Extract, exactly as written, all lines of the material below from the line that includes "For every instance of the green" through its last line.

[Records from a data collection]
....

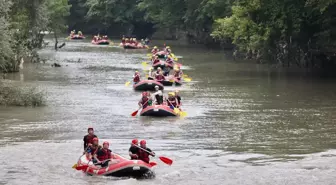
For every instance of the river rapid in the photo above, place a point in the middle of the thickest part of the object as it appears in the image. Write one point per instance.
(245, 124)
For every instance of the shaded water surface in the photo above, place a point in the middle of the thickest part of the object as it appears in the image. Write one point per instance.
(245, 125)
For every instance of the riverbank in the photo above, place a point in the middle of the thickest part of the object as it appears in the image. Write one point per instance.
(13, 95)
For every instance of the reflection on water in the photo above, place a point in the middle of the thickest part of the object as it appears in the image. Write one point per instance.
(252, 125)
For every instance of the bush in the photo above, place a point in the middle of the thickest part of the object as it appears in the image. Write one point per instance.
(20, 96)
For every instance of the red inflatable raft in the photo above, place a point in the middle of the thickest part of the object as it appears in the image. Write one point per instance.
(171, 82)
(162, 64)
(147, 85)
(77, 37)
(133, 46)
(101, 42)
(120, 167)
(161, 54)
(158, 111)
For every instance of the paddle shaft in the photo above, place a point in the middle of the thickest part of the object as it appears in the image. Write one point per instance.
(144, 150)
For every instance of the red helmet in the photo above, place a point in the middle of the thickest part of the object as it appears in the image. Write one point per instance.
(142, 142)
(135, 141)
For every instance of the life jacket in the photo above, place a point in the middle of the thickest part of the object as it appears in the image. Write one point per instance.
(177, 74)
(143, 155)
(160, 77)
(104, 154)
(88, 139)
(159, 99)
(170, 61)
(156, 61)
(144, 102)
(172, 101)
(136, 79)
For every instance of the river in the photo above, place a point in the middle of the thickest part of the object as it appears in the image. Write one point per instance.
(245, 125)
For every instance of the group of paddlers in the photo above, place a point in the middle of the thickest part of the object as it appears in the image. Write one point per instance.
(103, 156)
(73, 33)
(133, 41)
(98, 37)
(157, 98)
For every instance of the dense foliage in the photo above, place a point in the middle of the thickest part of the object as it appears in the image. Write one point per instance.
(21, 25)
(301, 32)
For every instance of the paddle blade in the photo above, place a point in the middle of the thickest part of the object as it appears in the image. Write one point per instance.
(187, 79)
(166, 160)
(127, 83)
(153, 163)
(82, 167)
(183, 114)
(177, 111)
(135, 113)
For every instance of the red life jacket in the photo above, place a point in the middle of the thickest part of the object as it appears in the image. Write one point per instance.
(170, 61)
(94, 150)
(89, 138)
(136, 78)
(144, 156)
(172, 101)
(104, 154)
(144, 102)
(160, 77)
(177, 74)
(156, 61)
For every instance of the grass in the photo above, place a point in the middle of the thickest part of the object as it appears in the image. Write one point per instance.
(11, 95)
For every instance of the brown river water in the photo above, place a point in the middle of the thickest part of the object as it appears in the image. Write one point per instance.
(245, 125)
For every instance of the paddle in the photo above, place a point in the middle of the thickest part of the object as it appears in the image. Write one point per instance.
(187, 79)
(178, 111)
(136, 112)
(163, 159)
(75, 165)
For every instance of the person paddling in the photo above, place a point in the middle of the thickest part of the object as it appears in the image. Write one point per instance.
(104, 154)
(156, 60)
(158, 95)
(178, 73)
(136, 77)
(92, 150)
(150, 73)
(155, 50)
(170, 60)
(172, 102)
(144, 100)
(144, 155)
(178, 98)
(160, 77)
(88, 139)
(157, 72)
(166, 70)
(134, 150)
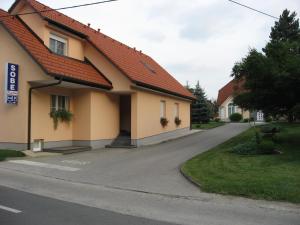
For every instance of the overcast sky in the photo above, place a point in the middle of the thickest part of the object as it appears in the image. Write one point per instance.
(193, 39)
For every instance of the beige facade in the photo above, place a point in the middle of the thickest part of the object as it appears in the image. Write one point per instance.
(225, 111)
(98, 115)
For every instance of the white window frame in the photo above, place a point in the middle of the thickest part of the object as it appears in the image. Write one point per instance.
(56, 105)
(163, 106)
(176, 110)
(59, 39)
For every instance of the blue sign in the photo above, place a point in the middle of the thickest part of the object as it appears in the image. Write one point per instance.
(12, 83)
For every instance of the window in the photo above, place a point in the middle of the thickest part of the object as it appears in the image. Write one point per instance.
(231, 109)
(59, 103)
(58, 45)
(176, 110)
(162, 109)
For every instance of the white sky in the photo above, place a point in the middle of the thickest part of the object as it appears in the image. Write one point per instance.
(193, 39)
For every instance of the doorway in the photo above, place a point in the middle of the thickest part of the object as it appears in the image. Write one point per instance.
(125, 115)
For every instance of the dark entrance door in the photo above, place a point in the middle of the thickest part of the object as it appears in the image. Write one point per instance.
(125, 114)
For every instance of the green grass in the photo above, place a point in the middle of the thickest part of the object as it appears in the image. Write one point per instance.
(10, 154)
(207, 126)
(270, 177)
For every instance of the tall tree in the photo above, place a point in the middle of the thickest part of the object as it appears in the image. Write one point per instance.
(200, 109)
(272, 77)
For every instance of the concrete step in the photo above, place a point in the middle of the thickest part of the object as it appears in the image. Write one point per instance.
(68, 150)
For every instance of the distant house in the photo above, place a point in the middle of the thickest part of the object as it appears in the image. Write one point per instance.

....

**Full answer**
For every instance of the green grass in the photo above, place a point in the middle of the thickest part of the object as it appears in the image. Write one point per instance.
(10, 154)
(207, 126)
(270, 177)
For every instance of the tall tree in the photo above, place a point in the middle of the thickest part of the object as it appears in the image. Write one point per instance.
(200, 109)
(272, 77)
For every instance of the concrete step in the photo above, place a point in the middle of the thickest part of the object as it appears in the image. Write one point per instance.
(68, 150)
For every instance of the distant house in the photo above, place a point in the middle of the thickest part of the object as it appears in the image. Write one point per instance.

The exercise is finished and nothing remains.